- **WRITTEN INSTRUCTION**
Transcribe, exactly as they appear, only the lines from the one holding "In this exercise you will locate the child" through the end of the entries below.

- **MATERIAL TO PROCESS**

---

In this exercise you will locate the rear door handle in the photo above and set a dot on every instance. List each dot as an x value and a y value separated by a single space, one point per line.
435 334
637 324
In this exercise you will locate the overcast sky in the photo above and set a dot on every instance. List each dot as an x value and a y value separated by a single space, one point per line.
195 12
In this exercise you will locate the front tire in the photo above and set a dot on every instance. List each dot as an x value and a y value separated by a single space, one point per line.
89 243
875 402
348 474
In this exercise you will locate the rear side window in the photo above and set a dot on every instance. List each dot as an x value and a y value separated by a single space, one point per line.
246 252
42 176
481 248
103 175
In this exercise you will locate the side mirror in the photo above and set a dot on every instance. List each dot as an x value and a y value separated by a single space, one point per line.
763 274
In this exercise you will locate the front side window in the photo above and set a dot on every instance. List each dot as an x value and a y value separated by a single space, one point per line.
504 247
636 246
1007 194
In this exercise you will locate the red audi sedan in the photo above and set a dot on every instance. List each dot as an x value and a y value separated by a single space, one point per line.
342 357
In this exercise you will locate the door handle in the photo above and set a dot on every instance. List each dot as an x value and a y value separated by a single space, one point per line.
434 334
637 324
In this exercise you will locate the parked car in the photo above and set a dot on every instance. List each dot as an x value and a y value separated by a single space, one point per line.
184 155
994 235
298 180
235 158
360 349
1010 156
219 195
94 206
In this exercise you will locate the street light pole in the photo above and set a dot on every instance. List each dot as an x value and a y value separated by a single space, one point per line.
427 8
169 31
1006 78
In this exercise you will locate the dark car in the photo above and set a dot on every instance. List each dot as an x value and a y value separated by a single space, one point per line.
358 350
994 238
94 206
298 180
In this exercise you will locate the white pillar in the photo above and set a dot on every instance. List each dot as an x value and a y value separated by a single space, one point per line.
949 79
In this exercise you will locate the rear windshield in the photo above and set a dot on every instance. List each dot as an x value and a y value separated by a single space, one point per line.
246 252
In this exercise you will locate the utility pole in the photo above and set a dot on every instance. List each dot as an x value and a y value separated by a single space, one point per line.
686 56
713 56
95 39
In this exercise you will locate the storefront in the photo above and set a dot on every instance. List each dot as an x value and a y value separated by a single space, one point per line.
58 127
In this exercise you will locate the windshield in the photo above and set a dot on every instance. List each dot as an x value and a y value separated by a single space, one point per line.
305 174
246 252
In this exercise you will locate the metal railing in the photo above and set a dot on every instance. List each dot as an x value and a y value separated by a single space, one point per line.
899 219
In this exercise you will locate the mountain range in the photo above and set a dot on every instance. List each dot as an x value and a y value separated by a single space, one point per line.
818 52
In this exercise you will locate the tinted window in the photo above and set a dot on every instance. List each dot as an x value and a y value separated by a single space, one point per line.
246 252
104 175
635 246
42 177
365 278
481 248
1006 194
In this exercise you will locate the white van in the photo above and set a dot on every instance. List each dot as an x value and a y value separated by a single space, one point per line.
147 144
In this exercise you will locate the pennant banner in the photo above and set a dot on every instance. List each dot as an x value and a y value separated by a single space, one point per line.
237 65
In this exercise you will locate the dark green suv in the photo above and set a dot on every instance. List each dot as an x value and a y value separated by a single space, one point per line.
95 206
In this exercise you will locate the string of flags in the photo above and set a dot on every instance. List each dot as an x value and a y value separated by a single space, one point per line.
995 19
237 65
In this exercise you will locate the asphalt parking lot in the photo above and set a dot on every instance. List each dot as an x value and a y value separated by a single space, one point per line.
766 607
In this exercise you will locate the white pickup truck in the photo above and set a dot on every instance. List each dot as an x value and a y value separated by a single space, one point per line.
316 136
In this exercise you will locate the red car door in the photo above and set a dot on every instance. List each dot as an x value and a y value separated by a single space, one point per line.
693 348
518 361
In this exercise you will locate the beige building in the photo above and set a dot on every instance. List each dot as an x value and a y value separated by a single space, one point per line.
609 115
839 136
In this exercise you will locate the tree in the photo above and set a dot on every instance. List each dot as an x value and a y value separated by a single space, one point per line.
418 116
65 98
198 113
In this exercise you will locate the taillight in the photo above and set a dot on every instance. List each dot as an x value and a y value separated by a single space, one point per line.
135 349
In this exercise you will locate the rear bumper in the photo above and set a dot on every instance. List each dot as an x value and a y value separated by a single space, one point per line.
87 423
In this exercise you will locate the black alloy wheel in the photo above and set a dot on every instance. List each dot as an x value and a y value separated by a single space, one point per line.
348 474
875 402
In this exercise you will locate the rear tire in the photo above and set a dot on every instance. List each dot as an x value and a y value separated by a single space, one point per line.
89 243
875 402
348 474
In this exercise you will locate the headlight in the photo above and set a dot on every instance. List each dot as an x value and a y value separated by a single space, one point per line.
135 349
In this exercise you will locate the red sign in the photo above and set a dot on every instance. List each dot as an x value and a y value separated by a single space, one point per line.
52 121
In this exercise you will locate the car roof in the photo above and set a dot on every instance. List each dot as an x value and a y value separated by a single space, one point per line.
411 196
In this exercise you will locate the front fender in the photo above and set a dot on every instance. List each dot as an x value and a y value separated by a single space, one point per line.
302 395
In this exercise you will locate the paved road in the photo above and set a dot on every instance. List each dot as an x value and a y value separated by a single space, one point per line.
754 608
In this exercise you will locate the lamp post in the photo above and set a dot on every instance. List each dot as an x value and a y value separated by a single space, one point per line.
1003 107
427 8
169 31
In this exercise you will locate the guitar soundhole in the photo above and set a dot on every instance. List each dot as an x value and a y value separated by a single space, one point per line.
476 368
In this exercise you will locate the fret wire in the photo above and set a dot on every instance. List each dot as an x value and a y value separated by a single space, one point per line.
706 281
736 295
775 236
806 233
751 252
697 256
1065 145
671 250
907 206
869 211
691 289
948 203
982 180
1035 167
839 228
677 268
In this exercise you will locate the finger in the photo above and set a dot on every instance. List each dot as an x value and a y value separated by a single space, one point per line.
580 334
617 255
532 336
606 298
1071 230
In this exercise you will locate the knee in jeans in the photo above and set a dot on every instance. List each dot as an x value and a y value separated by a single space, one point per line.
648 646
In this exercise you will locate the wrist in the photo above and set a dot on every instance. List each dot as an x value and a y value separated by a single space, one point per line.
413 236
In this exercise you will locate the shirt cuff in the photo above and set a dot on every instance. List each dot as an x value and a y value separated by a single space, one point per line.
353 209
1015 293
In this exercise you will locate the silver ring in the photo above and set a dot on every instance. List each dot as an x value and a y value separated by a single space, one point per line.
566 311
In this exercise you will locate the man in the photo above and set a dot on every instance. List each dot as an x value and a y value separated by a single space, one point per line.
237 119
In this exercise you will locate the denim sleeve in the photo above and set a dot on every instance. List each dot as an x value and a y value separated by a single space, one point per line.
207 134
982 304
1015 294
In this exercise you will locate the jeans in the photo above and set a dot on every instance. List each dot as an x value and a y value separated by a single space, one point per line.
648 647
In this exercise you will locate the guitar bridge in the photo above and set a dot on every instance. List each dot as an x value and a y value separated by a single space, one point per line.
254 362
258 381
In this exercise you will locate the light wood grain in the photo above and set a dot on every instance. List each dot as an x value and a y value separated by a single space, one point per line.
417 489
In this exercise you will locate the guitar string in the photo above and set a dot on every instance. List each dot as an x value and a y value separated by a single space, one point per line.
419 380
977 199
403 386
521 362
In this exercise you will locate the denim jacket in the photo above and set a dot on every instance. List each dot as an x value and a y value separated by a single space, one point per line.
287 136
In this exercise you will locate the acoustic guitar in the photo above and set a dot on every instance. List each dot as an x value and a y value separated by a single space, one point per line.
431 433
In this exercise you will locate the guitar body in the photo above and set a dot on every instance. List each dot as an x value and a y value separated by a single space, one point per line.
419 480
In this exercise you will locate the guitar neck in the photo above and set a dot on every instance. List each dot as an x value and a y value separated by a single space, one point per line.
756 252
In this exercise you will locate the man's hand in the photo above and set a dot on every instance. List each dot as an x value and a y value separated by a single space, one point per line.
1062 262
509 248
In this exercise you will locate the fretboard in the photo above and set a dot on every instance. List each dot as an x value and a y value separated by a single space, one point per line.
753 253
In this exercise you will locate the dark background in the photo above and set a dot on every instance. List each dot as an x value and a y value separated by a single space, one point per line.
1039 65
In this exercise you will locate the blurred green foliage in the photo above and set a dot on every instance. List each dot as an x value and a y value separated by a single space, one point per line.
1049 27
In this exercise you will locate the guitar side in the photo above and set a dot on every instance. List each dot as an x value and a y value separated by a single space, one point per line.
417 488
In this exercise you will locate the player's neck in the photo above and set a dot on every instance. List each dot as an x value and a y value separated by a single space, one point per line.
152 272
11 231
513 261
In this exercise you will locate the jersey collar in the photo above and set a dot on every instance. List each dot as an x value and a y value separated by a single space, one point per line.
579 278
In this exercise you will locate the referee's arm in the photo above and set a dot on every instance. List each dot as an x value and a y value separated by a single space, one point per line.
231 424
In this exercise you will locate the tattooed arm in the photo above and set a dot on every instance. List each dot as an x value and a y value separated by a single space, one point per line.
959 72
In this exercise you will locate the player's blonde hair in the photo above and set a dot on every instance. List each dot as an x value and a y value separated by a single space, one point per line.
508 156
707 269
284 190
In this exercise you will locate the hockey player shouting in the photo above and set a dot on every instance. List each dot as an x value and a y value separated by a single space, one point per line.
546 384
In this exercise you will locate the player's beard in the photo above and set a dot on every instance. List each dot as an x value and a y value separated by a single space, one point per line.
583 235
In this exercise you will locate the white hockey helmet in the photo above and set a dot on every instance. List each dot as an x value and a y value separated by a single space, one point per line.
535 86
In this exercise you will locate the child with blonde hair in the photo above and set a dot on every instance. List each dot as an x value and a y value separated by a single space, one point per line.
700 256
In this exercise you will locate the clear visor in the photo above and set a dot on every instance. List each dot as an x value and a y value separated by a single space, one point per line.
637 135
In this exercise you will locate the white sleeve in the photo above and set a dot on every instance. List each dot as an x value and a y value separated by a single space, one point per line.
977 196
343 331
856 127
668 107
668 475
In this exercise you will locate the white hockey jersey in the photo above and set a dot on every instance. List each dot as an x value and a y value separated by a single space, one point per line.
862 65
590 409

---

- **RESPONSE TO THIS TASK**
In this exercise you will locate the child with blonde hair in the photo above and set a dot on every instance. List each dot as an x value and a y value separated by a single space, one point per line.
700 256
In this exercise you will locate the clear visor in the photo above and set a dot on every instance. List each dot as an x value and a y value separated by a single space, one point per line.
637 135
In this exercise you will locate the white sleeve in the photo above and set a dot on every instance. List each dot as an x value and a y value separated by a single space, one point per line.
977 196
343 331
856 127
668 107
668 475
In this exercise you will locate the white hockey jersey in the photo above and set a dot on every instance. List each dot as an x value and a y value separated by a single space, one point per line.
862 65
590 409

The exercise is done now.